# Exercise brief:
Starting with the line containing "point(597, 788)" and going on through the line containing "point(456, 363)", return the lines of the data below exactly, and only those.

┄┄┄┄┄┄┄┄┄┄

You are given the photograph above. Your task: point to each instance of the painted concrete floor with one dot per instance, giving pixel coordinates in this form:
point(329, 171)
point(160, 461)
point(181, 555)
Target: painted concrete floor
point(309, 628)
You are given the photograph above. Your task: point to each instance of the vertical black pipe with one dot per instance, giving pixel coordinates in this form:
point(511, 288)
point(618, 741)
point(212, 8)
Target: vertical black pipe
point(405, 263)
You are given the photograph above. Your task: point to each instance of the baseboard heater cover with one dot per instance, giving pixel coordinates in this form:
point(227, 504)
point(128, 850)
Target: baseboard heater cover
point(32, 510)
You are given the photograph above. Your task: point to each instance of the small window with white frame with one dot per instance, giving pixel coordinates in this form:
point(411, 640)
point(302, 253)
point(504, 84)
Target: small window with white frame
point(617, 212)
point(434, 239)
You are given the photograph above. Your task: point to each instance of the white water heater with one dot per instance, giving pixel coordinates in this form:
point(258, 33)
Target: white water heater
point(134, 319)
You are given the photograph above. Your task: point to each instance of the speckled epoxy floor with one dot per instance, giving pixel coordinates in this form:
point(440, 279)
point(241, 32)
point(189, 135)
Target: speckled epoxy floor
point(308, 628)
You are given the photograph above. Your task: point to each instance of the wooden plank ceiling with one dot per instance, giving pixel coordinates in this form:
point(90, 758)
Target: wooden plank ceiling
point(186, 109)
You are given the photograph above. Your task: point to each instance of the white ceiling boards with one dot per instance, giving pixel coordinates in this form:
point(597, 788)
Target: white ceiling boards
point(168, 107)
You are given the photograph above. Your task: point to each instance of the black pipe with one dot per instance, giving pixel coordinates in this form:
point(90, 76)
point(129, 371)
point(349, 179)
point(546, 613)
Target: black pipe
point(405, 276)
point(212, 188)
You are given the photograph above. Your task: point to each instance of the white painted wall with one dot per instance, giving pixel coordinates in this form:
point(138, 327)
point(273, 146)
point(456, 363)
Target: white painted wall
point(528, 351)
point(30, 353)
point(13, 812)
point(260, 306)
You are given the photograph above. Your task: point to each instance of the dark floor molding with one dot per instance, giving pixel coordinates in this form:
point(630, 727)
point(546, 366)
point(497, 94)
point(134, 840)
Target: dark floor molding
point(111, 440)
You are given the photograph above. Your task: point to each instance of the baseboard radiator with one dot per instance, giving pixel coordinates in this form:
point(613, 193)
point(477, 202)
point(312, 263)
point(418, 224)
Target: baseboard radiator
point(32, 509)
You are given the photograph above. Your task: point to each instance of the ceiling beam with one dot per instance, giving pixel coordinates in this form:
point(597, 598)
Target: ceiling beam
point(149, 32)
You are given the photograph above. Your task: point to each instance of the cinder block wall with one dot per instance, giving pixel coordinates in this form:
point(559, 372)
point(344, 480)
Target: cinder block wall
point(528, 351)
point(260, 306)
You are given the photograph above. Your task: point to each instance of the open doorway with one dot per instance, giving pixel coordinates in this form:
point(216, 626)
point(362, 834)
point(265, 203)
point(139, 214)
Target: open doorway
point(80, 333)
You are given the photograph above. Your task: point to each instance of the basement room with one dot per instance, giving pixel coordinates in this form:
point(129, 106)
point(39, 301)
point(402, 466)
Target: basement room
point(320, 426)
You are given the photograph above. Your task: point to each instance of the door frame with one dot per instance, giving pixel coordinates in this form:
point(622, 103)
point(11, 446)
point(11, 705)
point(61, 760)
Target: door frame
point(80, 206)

┄┄┄┄┄┄┄┄┄┄

# Answer box:
point(597, 788)
Target: white ceiling boards
point(168, 107)
You are given the photograph above. Your task: point to each instance of the black pipe with one dot per instance, giving pixel coordinates in this form:
point(90, 76)
point(129, 371)
point(349, 179)
point(546, 613)
Target: black pipe
point(405, 276)
point(212, 188)
You are given the photograph above. Your task: point to each instance of the white painted wall with one dot per instance, giving pixel coordinates in this form:
point(138, 327)
point(273, 146)
point(456, 363)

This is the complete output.